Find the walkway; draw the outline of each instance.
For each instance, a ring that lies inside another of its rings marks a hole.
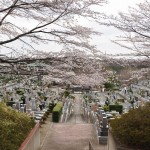
[[[89,150],[89,140],[95,137],[93,125],[82,117],[80,96],[75,95],[74,113],[67,123],[50,124],[41,150]],[[107,145],[94,146],[95,150],[107,150]]]

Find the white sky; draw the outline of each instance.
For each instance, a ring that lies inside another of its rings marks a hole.
[[[140,2],[144,2],[144,0],[108,0],[108,4],[104,4],[101,7],[100,11],[107,13],[107,14],[115,15],[119,11],[127,12],[129,6],[134,7],[136,3],[140,3]],[[107,54],[108,53],[111,53],[111,54],[129,53],[129,50],[122,48],[110,41],[110,40],[115,39],[117,35],[120,35],[121,32],[114,29],[113,27],[98,26],[97,28],[100,32],[103,33],[101,36],[94,37],[92,40],[92,43],[97,45],[98,50],[105,52]],[[57,44],[52,44],[52,43],[49,43],[47,45],[40,45],[40,48],[46,51],[50,51],[52,49],[57,51],[58,49],[61,49],[60,46],[58,46]],[[2,53],[2,50],[0,51],[0,53]]]
[[[144,2],[144,0],[108,0],[108,4],[102,6],[102,10],[107,14],[116,15],[119,11],[127,12],[129,6],[136,7],[136,4],[140,2]],[[129,50],[110,41],[115,39],[117,35],[120,35],[120,31],[114,29],[113,27],[103,26],[100,27],[99,30],[103,33],[103,35],[99,38],[94,38],[94,42],[99,50],[111,54],[130,52]]]

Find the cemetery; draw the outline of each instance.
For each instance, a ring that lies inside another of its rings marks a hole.
[[[150,150],[149,6],[1,0],[0,150]]]

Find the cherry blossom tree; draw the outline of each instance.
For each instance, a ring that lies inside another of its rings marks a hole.
[[[101,13],[94,7],[103,3],[105,0],[1,0],[0,48],[9,49],[12,57],[35,57],[37,45],[49,42],[65,49],[94,50],[90,37],[99,32],[81,21],[96,22]]]
[[[145,0],[135,8],[130,7],[128,13],[120,12],[118,16],[105,16],[107,26],[122,31],[114,43],[132,50],[138,56],[150,56],[150,2]]]

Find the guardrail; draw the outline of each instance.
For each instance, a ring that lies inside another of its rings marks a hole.
[[[89,141],[89,150],[95,150],[92,143],[91,143],[91,141]]]
[[[19,150],[40,150],[40,125],[37,123],[27,138],[21,144]]]

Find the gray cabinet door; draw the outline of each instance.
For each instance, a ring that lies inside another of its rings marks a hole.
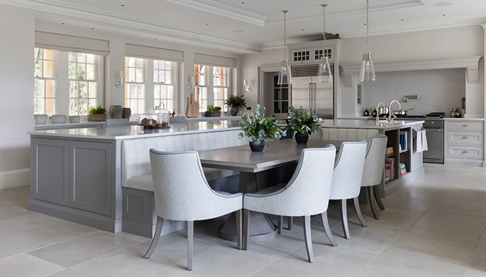
[[[67,206],[69,150],[67,141],[34,138],[32,157],[33,198]]]
[[[112,144],[71,141],[69,206],[111,215]]]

WORK TO COMPLETE
Please copy out everything from the line containing "Find the cherry" down to the end of the rows, shifting each polygon point coordinate in the answers up by 119 and leaving the pictures out.

SOLUTION TO THE EXERCISE
Find the cherry blossom tree; draw the outline of each instance.
For each instance, a ring that lies inside another of its rings marks a hole.
[[[220,132],[213,126],[222,122],[224,119],[120,119],[119,167],[128,168],[131,176],[154,176],[156,164],[168,161],[184,168],[213,169],[209,156],[218,151],[200,140],[215,141]]]
[[[264,119],[254,127],[249,126],[247,132],[239,131],[237,135],[224,135],[226,145],[241,150],[233,162],[251,169],[257,175],[269,175],[269,121]]]

Find the guardrail; draw the outline of each instance.
For each instance, a ring that lies inside another of its rings marks a hole.
[[[208,260],[208,269],[214,269],[211,262],[210,262],[210,260]]]
[[[138,269],[159,269],[159,244],[156,242],[146,257],[140,263]]]

Find the gray cabinet door; draw the outline of each instance.
For each instance, a ring that lies inside another of its rings marks a hole.
[[[186,325],[188,269],[186,260],[153,257],[151,276],[152,317]]]
[[[231,263],[190,260],[188,325],[230,334]]]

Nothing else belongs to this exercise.